From the line with "of the pale" down to the final line of the records below, retype everything exactly and leave out the rest.

▶ [Dataset records]:
*** Begin section ***

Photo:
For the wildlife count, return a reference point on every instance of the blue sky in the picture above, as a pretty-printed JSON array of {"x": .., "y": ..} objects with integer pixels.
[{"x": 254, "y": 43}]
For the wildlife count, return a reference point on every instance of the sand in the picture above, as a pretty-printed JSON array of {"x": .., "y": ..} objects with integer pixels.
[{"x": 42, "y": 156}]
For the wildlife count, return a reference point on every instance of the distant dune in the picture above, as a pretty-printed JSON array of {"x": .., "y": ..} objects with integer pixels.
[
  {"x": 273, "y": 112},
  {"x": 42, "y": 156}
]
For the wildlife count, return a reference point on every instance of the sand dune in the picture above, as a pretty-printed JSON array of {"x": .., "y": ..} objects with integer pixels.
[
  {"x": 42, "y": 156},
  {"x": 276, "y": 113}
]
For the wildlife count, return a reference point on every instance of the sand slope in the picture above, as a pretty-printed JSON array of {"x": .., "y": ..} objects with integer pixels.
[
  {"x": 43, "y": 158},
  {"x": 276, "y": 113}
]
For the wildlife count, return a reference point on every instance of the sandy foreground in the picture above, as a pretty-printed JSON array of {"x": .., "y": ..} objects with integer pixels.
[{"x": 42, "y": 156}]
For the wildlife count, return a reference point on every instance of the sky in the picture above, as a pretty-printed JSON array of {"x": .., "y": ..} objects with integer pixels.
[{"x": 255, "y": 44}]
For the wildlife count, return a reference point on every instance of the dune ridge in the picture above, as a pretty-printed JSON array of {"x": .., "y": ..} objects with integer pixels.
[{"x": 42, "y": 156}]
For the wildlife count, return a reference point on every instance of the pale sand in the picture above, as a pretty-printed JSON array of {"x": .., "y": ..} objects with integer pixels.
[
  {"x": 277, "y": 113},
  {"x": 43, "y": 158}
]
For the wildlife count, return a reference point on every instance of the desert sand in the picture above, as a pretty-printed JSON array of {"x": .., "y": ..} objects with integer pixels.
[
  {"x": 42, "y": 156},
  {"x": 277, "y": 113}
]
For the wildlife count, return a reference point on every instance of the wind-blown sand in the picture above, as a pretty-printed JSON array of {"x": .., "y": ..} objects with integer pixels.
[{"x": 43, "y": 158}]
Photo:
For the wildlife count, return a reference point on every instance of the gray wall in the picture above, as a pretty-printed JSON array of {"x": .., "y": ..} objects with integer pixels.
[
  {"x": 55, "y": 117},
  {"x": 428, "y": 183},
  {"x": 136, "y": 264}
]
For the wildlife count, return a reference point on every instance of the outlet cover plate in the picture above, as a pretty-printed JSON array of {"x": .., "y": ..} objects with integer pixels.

*** End section ***

▶ [Solution]:
For the wildlife count, return a reference point on every instance of the pale sand in the picture above, as a pretty-printed JSON array of {"x": .., "y": ..} objects with integer pixels.
[
  {"x": 277, "y": 113},
  {"x": 43, "y": 158}
]
For the wildlife count, return a reference point on every instance of the desert sand in the picture above, as a pretty-printed JSON array of {"x": .., "y": ..} objects with integer pixels.
[
  {"x": 42, "y": 156},
  {"x": 277, "y": 113}
]
For the wildlife count, return a reference point on every instance of the wind-blown sand in the picture above, as a pretty-printed JSON array of {"x": .., "y": ..} objects with integer pixels.
[{"x": 43, "y": 158}]
Photo:
For the wildlife count, return a reference point on every instance of the gray wall in the picture above, as a pretty-printed JSON array of {"x": .., "y": ..} objects with integer pixels.
[
  {"x": 55, "y": 117},
  {"x": 428, "y": 183},
  {"x": 136, "y": 264}
]
For the wildlife count, return a reference point on every instance of the outlet cover plate in the picture above, as a pretty-printed JSON array of {"x": .., "y": ..} objects with integer pixels.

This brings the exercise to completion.